----- Entries supplied -----

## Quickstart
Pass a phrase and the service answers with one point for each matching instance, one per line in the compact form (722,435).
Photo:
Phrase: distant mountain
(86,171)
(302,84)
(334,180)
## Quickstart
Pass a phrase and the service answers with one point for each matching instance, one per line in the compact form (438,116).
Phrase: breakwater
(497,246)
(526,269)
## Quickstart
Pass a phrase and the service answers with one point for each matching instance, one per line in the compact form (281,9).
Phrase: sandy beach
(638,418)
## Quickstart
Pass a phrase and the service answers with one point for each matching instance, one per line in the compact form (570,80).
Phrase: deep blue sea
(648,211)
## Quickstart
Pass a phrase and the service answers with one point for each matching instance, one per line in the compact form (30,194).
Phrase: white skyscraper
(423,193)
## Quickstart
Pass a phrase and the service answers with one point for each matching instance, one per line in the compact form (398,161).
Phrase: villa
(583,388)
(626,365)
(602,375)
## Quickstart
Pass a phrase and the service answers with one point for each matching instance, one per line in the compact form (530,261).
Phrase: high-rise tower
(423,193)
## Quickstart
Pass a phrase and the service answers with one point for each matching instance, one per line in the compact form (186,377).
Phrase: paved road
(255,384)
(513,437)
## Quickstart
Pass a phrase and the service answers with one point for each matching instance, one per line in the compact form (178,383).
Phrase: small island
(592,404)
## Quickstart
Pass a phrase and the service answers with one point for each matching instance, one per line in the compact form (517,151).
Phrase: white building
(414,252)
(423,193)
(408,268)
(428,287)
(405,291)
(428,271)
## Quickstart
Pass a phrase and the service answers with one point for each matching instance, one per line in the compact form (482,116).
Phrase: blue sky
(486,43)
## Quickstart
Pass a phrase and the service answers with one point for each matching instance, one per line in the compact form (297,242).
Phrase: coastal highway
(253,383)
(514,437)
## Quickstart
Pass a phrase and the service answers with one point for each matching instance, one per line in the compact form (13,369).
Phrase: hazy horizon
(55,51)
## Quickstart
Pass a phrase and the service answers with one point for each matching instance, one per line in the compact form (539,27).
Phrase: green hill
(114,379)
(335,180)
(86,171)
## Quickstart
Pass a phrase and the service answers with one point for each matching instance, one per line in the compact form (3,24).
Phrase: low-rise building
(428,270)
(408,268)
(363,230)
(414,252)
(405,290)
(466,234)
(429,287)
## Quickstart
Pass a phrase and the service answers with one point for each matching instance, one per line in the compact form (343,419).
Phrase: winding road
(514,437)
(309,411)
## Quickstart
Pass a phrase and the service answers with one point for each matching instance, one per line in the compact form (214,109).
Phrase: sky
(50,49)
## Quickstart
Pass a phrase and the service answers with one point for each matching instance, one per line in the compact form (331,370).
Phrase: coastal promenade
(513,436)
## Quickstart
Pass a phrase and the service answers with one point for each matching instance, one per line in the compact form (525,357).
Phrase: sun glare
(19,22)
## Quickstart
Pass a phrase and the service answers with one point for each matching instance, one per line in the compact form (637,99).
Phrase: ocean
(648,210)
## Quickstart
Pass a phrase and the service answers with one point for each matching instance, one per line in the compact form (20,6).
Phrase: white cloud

-----

● **Exercise details**: Copy out the lines above exactly, beginning at the one that contains "Phrase: white building" and ending at the one that contains "compact form (525,357).".

● **Exercise answer**:
Phrase: white building
(414,252)
(423,193)
(408,268)
(428,287)
(405,291)
(428,271)
## Quickstart
Pass a phrase and the service answers with one point for each matching instance, one per line in the compact form (482,116).
Phrase: blue sky
(486,43)
## Quickstart
Pass a phrase and the service answers with one point for each matching instance, one per line in the compact form (297,242).
Phrase: coastal highway
(253,383)
(514,437)
## Quickstart
Pass a phrase and the service answers with one point for each matching instance, one per line in the compact form (13,369).
Phrase: hazy horizon
(55,51)
## Quickstart
Pass a phrase and the service answers with one point for each matching instance, one per line in the compact form (539,27).
Phrase: green hill
(114,379)
(335,180)
(86,171)
## Quickstart
Pass a phrase and the service answers with one point for each matching instance, one per line in the compact form (3,24).
Phrase: low-rise building
(428,270)
(408,268)
(363,230)
(414,252)
(405,290)
(466,234)
(429,287)
## Quickstart
Pass a phrase and the service answers with one point for each matching instance, one per line in the compact form (343,419).
Phrase: winding road
(514,437)
(309,411)
## Quickstart
Pass a phrase and the service answers with one point for each matching instance, one per line in the compact form (214,109).
Phrase: sky
(50,49)
## Quickstart
Pass a phrase and the service answers with one point for each matching instance, one per line in the compact form (331,370).
Phrase: coastal promenade
(513,436)
## Quickstart
Pass a phrase and the service answers with one point for each matching instance, one per line in the compact form (525,357).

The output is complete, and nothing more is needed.